→ GIVEN REQUEST: Below, take the lines from the one containing "of the night" through the last line and arrange them as a numbered list, dropping any blank lines.

→ PROVIDED MATERIAL:
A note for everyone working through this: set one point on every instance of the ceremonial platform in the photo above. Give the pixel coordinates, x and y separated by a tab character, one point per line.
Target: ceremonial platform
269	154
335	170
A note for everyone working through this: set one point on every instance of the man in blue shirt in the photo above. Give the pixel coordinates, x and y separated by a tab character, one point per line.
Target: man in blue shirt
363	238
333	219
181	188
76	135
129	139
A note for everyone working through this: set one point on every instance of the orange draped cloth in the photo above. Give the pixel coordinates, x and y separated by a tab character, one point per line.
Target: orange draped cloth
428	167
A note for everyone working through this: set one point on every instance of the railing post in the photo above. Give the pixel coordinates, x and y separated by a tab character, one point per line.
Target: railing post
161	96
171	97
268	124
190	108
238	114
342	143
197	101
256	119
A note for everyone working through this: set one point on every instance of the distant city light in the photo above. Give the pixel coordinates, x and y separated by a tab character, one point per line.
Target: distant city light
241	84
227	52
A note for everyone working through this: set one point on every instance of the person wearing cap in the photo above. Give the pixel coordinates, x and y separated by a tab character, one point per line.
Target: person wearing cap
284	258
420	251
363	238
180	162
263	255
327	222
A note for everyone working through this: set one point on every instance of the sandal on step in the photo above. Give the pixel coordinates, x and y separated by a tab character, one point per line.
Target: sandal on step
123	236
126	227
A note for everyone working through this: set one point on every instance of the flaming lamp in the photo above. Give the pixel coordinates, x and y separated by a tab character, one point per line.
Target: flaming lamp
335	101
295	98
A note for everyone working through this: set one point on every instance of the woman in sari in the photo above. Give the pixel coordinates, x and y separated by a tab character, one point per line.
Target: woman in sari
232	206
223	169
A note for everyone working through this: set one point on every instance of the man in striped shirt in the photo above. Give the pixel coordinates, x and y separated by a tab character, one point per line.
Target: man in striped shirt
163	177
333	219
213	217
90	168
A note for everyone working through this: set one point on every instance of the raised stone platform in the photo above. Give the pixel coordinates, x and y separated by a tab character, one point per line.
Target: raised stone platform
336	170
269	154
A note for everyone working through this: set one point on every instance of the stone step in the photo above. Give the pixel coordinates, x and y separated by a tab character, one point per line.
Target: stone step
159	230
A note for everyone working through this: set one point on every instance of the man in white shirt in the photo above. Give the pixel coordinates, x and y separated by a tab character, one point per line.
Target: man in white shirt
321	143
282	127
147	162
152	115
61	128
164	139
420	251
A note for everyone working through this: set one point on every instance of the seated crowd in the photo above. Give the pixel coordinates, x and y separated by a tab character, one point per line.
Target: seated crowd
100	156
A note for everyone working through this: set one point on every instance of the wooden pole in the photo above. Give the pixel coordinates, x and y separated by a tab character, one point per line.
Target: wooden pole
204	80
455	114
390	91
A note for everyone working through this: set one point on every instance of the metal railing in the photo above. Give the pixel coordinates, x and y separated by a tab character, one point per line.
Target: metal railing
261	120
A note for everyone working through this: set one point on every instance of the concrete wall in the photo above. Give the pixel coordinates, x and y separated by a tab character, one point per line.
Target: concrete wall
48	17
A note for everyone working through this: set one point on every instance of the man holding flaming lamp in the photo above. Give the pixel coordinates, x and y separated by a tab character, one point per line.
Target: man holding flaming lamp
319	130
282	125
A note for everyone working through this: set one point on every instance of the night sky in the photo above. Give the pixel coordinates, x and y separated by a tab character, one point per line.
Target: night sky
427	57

→ ANSWER:
1. A note for everyone working through this: set one point on every instance of the night sky in the photo above. Give the pixel coordinates, x and y separated by a tab character, one point per line.
2. Target: night sky
3. 427	57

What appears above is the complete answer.